- [Given text]:

- Conference: 3rd THL
- Home ice: Hobey Baker Memorial Rink

Record
- Overall: 8–9–0
- Conference: 0–4–0
- Home: 5–5–0
- Road: 3–3–0
- Neutral: 0–1–0

Coaches and captains
- Head coach: Beattie Ramsay
- Captain: Ed Stout

= 1924–25 Princeton Tigers men's ice hockey season =

College ice hockey season

The 1924–25 Princeton Tigers men's ice hockey season was the 25th season of play for the program. The Tigers represented Princeton University and were coached Beattie Ramsay in his 1st season.

==Season==
===New coach===
After two fantastic seasons under Chippy Gaw, Princeton lost its head coach to Boston University due to the Terriers giving him control both its ice hockey and baseball teams. Still hoping to compete with the elite programs, the university brought in Beattie Ramsay to helm the program. Ramsay was a graduate of the University of Toronto and had played four years on the varsity team before winning a gold medal at the 1924 Olympics. Despite his glittering resume as a player, Ramsay had never coached previously but the school was hoping that his experience with hockey in Canada would translate into a higher level of play from the Tigers. However, after watching his teams first practices, Ramsay revealed that there was little difference between Canadian and American styles on the ice. In his estimation, the only difference was the level of experience and training.

- [Exercise requirements]: Continue the article on Princeton's 1924–25 ice hockey season from the point where it stops.

- [Excerpts of pointing data]:

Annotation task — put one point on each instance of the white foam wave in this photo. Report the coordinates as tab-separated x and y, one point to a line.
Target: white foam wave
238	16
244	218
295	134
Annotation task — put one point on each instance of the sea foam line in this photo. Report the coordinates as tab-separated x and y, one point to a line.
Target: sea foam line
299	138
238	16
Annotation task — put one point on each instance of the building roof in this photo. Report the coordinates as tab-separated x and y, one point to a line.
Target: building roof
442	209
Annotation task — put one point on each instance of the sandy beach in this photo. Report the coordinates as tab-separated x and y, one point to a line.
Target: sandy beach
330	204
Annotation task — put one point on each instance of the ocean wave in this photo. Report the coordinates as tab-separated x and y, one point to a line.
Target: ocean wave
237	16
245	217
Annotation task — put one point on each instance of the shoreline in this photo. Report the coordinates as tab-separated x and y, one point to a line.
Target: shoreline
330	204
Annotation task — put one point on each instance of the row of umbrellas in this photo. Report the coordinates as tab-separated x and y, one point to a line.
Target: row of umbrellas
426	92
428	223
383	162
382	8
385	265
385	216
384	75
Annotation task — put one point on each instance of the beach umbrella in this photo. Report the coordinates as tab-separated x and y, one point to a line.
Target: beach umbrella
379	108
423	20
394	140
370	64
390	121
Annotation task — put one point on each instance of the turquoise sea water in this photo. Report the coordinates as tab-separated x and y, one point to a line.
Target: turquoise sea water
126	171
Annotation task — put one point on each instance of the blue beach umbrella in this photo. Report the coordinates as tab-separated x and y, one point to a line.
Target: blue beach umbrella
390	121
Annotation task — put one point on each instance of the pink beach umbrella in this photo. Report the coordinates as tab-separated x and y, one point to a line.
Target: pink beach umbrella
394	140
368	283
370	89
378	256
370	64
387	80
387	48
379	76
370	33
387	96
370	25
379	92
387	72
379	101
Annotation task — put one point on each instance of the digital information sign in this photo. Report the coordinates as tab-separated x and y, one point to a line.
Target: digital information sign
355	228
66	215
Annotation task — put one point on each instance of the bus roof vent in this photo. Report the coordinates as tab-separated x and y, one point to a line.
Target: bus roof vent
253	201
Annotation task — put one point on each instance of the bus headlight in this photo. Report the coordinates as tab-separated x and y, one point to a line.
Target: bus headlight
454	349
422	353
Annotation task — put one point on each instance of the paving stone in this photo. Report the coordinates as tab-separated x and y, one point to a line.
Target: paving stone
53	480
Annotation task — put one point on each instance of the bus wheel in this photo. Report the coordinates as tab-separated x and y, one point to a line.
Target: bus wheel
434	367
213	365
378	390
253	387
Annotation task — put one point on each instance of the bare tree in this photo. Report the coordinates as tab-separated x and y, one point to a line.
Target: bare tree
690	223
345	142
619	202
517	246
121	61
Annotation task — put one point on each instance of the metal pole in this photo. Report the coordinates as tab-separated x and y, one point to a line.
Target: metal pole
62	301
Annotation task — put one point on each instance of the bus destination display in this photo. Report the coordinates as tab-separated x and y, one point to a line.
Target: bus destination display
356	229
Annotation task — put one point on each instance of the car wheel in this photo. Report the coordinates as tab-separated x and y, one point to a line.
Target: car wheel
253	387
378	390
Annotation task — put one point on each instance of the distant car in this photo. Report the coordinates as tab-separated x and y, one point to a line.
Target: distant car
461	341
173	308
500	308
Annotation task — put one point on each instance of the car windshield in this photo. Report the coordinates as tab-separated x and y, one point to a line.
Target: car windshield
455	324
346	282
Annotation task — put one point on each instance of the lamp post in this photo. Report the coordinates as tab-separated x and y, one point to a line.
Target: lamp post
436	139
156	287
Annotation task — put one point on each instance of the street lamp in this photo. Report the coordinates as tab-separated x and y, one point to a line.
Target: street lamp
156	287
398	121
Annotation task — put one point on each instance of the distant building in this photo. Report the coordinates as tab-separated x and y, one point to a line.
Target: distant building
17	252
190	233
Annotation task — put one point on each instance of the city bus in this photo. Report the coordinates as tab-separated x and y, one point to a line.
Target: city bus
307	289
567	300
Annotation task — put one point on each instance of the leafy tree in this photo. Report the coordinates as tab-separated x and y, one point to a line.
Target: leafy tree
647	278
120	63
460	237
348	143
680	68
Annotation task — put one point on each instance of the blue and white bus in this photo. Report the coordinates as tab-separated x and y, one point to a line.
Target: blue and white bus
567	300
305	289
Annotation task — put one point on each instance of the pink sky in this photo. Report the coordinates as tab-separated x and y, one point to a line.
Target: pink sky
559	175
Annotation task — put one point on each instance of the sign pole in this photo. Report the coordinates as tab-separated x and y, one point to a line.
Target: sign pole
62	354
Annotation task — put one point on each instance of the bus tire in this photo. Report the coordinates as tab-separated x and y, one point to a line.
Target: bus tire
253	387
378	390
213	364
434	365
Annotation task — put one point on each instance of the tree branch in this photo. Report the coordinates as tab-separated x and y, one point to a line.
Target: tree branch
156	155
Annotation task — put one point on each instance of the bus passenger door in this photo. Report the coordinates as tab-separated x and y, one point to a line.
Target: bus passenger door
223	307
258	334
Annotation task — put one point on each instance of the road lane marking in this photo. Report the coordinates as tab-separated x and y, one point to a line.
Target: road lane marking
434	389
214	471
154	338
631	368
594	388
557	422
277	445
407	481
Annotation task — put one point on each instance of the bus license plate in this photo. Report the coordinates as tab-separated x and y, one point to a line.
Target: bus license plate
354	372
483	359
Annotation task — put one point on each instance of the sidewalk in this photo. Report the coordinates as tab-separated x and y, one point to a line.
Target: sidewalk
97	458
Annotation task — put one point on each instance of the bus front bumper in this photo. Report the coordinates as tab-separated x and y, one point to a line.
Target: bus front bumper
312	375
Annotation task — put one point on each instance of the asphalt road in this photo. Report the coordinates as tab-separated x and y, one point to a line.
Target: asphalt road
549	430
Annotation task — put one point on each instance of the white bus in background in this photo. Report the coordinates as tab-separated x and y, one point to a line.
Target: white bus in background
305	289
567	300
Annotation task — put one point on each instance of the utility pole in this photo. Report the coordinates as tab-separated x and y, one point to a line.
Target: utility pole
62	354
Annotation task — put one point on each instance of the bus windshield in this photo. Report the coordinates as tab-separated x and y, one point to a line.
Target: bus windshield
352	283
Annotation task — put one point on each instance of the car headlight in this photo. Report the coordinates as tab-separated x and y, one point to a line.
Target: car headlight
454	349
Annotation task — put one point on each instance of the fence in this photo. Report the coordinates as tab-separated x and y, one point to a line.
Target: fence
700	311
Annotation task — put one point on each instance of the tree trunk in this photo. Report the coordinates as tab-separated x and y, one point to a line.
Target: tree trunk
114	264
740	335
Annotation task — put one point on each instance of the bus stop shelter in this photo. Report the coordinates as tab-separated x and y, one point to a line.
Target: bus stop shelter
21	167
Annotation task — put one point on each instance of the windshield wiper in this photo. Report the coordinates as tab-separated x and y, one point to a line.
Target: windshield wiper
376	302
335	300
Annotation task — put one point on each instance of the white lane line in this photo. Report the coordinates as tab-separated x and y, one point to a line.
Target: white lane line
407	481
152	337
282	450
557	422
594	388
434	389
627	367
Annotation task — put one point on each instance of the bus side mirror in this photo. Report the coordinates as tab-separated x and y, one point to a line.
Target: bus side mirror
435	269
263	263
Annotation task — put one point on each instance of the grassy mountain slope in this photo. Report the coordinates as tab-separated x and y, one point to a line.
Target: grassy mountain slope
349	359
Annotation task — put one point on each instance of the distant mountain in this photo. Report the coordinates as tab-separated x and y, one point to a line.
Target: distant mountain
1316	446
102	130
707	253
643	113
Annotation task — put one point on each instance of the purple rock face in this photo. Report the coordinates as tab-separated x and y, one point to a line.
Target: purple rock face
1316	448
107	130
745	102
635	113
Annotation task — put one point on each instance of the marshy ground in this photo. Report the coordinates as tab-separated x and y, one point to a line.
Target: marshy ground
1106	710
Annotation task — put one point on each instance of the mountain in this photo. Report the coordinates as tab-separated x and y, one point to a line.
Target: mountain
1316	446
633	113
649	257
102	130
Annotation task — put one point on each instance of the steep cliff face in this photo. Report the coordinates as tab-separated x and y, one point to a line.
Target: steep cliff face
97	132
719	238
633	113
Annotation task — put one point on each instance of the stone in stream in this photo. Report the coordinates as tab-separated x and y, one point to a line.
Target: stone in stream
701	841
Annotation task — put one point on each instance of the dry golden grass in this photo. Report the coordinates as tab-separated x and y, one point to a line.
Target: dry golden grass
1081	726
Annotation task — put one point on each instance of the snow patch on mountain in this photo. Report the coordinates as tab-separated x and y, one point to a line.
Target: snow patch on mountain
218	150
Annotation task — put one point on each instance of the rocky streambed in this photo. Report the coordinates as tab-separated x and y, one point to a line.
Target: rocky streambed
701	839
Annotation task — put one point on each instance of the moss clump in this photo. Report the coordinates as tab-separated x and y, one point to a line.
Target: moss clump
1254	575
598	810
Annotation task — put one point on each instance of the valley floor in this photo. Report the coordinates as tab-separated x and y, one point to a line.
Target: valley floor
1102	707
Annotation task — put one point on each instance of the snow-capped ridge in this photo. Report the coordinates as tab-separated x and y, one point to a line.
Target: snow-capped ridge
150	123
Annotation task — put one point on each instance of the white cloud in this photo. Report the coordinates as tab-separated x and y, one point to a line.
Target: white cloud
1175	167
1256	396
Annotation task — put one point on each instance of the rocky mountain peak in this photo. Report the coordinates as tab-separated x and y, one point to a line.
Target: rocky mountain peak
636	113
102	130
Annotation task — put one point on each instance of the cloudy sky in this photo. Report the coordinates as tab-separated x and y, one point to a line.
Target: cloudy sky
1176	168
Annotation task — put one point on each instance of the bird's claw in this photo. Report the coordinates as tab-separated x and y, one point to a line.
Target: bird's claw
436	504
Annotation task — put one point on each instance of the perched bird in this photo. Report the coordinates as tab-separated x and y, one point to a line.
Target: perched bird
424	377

- [Reply]:
After a brief period of practice in early December, the team opened the year with a match against the St. Nicholas Hockey Club. Since the game would not be counted towards a collegiate championship, coach Ramsay decided to use the game more as an exhibition match to see how his team was shaping up. The game began well for the Tigers but the team found it difficult to score on the amateur club. After a scoreless first, however, the Princeton defense gave way and allowed three goals in the second. After two more in the third period, team captain Ed Stout, who had fully recovered from a lacerated arm suffered the year before, scored the Tigers' only goal of the game. A week later, the team was buoyed by the return of Bill Scull in the rematch. This time it was Princeton that was the aggressor on offense with St. Nicks having to respond. Davis led the way with 2 goals while Snyder capped off the night with the winning tally.

===Christmas trip===
After disbanding for the holiday, the team embarked on a trip to western New York that would test their mettle. Setting up residence in Buffalo shortly after Christmas, Princeton played six games in eight days. The Tigers opened their hectic week with a game against the Nichols Hockey Club, a local amateur outfit, and began with a resounding 8–4 victory. The following day they crossed the border to face a Canadian junior team from Niagara Falls. In their best match of the trip, Princeton came away with a 6–4 victory. After a day off, the team resumed play with a rematch against Nichols. Despite getting a harder fight from the locals, Princeton was again the victor. The next day the Tigers went back to Niagara Falls for a rematch with the junior club, however, they instead found themselves set against a local senior team. The much more experienced opponents laid into the Tigers, who were beginning to tire by that point, and handed them a 1–6 defeat after a rather lopsided game.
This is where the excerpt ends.